Shortly thereafter, I began to get phone calls from colleagues wondering what was happening. They were being contracted for $1,000 to $2,000 to write sections of books, without being consulted on the books’ structure, and then finding their names placed on the spine to lead people to think they were the authors. At this same time, the prices of textbooks began to skyrocket. Teachers and scholars were replaced with the business model of profits, and textbooks were sold as one would sell toothpaste and jeans.

According to a two-year study by North Carolina State University researcher John Hubisz, who is also the president of the American Association of Physics Teachers: “Twelve of the most popular science textbooks used at middle schools across the nation are riddled with errors. These are terrible books, and they’re probably a strong component of why we do so poorly in science on standardized tests.”

Among the books included in his study was a multivolume science series by Prentice-Hall, whose parent company is Pearson Education. According to Mr. Hubisz, its errors included an incorrect depiction of what happens to light when it passes through a prism, a reversed photo of the Statue of Liberty showing the torch in the wrong hand, and a photo of singer Linda Ronstadt labeled as a silicon crystal. One of the books even misstates Newton’s first law of physics, which has been a staple of physical science for centuries.

(The work of Mr. Hubisz and his colleagues has been widely reported, including in an article called “The Great American Textbook Scandal,” which appeared in the Oct. 30, 2000, issue of Forbes.)

And now Marjorie Scardino, the chief executive officer of Pearson PLC, says her company “intends to widen the definition of education.” No thanks. More definitions won’t lead to higher student achievement. The sole purpose of this corporate repackaging of technological fads would seem to be improvement of the company’s bottom line.

An academically oriented teacher who has good classroom-management skills and is a caring, nurturing individual will be far superior to any business plan that talks about dynamic cash flow, significant distribution strength, and corporate consolidation (whatever those mean).

We educators don’t operate from a business plan. We operate from a lesson plan, and the aim is achievement, not profit.

Harry K. Wong
Saratoga, Calif.


At-Risk Teacher Fails To Convince

To the Editor:

While Donna M. Marriott raises some valid points about how and why some students fail to succeed in today’s schools, her overall thesis is flawed (“At-Risk Learners—An Insider’s Perspective,” Commentary, Feb. 21, 2001). Here’s why.

Ms. Marriott compares her experience in a doctoral-level statistics course for which she is ill-prepared to the plight of the so-called at-risk students she teaches in school. I don’t understand how she can make that comparison.

▸ Supplied information
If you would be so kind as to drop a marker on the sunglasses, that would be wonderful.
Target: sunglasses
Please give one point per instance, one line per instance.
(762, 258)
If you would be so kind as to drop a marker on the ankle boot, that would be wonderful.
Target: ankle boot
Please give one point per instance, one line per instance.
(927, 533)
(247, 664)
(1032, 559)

==

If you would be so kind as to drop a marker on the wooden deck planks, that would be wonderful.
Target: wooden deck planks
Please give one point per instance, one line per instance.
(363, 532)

▸ Aim 1
From the letters to the editor, extract the passage from "An academically oriented" to "(whatever those mean)." word for word.
▸ Aim 2
Extend the letters to the editor by writing what comes next, picking up right after their final sentence.

▸ Final answer 1
An academically oriented teacher who has good classroom-management skills and is a caring, nurturing individual will be far superior to any business plan that talks about dynamic cash flow, significant distribution strength, and corporate consolidation (whatever those mean).

▸ Final answer 2
First of all, she says that “through sheer determination, [she] got through the course.” This is a trait that does not come easily to most students, at-risk or not. Where did she acquire it? Was it from diligent parents, or from the years of experience she’s logged as an adult?

She also fails to consider the role played by her perception of the consequences of failing to get through the statistics course. She goes through a self-analysis in which she realizes that failure would have a high cost both professionally and financially. How many students understand the consequences of their failure to meet standards? What is their penalty? Do they know what it is and how it affects them later in life?

We may do our best to help students reach this kind of epiphany, but in the end, if they don’t come in with the sheer determination or the push they need to achieve, who is to blame? From my understanding of the essay, it appears to be teachers.

I believe, as Ms. Marriott does, that all students can learn. But what I think she fails to get across in her Commentary is the student’s own responsibility in the process. She shouldered a lot of responsibility for her success. When will we hold students to the same standard?

In the end, what works for Ms. Marriott may not work for everyone. Each student is a blank slate, but not all are as easily written upon as some.

Chris Lafferty
Science Teacher
Elwood High School
East Northport, N.Y.


Let Reform Change ‘Menu of Choices’

To the Editor:

Regarding “In Defense of Our Voucher Research” (Commentary, Feb. 7, 2001) and “Achievement Gains in Voucher Research” (Commentary, Feb. 28, 2001): What troubles me is that there is a demand for this kind of research.

The problem that is rightfully America’s No. 1 political issue is that we have a school system dominated by public schools that usually perform unacceptably even though they are expensive (over $7,000 per child per year) and private schools that are unacceptable because they are resource-poor. That’s what we need to change. That’s why we continue to be “A Nation at Risk.” We need reform—system transformation—to change the menu of choices.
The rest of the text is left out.